| PASSAGE TO READ |
The ’80s in 40: '9 to 5' (December 19, 1980)
At the end of 1980 Jane Fonda, Lily Tomlin, and Dolly Parton starred in an unabashedly feminist, pro-labor comedy so fun even Ronald Reagan liked it, mostly
The ‘80s in 40 revisits the decade of the 1980s choosing four movies a year, one from each quarter. The entry brings us to the end of 1980.
When did the 1980s begin? When does any decade really begin? The turnover doesn’t always sync up with the calendar. None of the three 1980-released movies previously covered in this column — Little Darlings, Urban Cowboy, and Ordinary People — feel deeply invested in the concerns of the decade as we’ve come to think of it. They’re about wayward post-hippie kids, sensitive men, and a cultural identity and lifestyle that peaked alongside the film exploring it. It’s convenient to think of films as being revealing of their time, but when it comes to release dates it’s best to take some lag into consideration.

| REQUEST |
Pick up the column on the film '9 to 5' after its final sentence and carry it forward. The entries have no connection to the column about the film.

| STORED RECORDS |
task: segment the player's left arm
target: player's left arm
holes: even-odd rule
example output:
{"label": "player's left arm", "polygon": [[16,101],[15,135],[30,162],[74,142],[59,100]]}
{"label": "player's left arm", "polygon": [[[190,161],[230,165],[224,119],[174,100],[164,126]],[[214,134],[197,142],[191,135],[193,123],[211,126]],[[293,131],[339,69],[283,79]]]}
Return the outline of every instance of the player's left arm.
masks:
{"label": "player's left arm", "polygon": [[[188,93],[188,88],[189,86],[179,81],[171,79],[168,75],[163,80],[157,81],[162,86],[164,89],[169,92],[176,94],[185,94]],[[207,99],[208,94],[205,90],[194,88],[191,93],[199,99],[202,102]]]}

---

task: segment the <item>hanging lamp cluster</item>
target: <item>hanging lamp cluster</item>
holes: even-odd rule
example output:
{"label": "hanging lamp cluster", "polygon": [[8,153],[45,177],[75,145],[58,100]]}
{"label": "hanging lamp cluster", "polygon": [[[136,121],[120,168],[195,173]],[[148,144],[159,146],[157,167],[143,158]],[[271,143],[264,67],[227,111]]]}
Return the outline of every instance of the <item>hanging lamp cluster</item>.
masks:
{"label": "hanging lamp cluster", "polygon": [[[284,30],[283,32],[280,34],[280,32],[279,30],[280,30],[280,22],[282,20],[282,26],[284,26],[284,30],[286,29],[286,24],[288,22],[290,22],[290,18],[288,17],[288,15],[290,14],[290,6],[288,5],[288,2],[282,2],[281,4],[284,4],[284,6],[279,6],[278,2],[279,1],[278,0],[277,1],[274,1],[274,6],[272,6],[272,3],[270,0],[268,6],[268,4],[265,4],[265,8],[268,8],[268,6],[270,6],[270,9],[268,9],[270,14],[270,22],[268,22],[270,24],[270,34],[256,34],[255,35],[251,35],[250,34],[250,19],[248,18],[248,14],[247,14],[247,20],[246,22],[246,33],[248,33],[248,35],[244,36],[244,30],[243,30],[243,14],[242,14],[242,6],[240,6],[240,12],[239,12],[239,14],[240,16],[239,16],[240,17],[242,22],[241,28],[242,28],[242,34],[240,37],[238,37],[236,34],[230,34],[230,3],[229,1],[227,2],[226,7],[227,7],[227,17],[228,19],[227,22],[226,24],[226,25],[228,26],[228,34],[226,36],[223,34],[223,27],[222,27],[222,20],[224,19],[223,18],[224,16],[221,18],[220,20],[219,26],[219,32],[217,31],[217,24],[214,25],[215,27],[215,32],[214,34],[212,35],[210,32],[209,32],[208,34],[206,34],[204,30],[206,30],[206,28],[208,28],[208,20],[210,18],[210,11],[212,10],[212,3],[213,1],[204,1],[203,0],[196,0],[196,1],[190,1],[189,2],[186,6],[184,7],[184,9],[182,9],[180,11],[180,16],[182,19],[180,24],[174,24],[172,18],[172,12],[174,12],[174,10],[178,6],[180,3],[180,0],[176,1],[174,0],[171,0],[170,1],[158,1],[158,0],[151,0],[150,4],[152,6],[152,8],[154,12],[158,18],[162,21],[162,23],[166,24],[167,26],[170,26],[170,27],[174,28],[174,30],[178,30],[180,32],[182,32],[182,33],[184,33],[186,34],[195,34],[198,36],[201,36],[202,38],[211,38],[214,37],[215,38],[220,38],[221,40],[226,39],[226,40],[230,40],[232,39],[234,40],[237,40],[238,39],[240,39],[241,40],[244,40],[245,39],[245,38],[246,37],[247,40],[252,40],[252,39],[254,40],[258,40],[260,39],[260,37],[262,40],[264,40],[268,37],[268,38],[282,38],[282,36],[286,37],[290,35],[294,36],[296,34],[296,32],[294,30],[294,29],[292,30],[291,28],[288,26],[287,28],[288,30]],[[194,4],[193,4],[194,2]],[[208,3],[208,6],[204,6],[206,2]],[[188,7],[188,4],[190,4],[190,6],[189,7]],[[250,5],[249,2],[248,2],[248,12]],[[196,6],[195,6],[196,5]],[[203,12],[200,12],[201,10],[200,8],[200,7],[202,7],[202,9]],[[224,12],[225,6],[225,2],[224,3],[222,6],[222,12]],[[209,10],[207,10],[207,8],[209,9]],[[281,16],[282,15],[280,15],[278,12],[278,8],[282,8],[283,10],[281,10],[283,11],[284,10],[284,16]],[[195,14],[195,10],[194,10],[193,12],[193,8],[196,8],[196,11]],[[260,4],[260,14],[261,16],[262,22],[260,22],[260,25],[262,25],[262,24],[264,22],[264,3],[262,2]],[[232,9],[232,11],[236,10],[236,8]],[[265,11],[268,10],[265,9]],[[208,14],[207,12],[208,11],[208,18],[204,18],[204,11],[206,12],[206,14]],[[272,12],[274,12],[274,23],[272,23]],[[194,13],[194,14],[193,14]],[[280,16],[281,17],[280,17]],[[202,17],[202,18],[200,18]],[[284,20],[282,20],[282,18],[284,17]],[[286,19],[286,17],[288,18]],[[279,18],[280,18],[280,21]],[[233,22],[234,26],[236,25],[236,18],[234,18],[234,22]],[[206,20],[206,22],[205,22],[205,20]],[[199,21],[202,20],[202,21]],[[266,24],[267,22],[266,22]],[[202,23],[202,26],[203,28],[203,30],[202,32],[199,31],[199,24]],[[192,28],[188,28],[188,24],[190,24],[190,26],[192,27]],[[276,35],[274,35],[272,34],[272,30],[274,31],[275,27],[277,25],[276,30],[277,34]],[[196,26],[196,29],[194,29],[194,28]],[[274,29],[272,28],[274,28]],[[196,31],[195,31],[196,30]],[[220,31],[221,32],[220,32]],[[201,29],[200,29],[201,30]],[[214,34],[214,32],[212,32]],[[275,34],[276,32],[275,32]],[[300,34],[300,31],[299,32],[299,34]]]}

| RESPONSE TO THIS EXERCISE |
For the purposes of this column, let’s say that the 1980s began on February 14, 1981. That’s when, while taking a break at Camp David, recently inaugurated President Ronald Reagan and his wife watched 9 to 5, a comedy first released in December of the previous year. “Ran a movie,” Reagan wrote in his Presidential Diary. “It was a comedy (Jane Fonda, Dolly Parton & Lilli [sic.] Tomlin) ‘Nine To Five.’ Funny—but one scene made me mad. A truly funny scene if the 3 gals had played getting drunk but no they had to get stoned on pot. It was an endorsement of Pot smoking for any young person who sees the picture.”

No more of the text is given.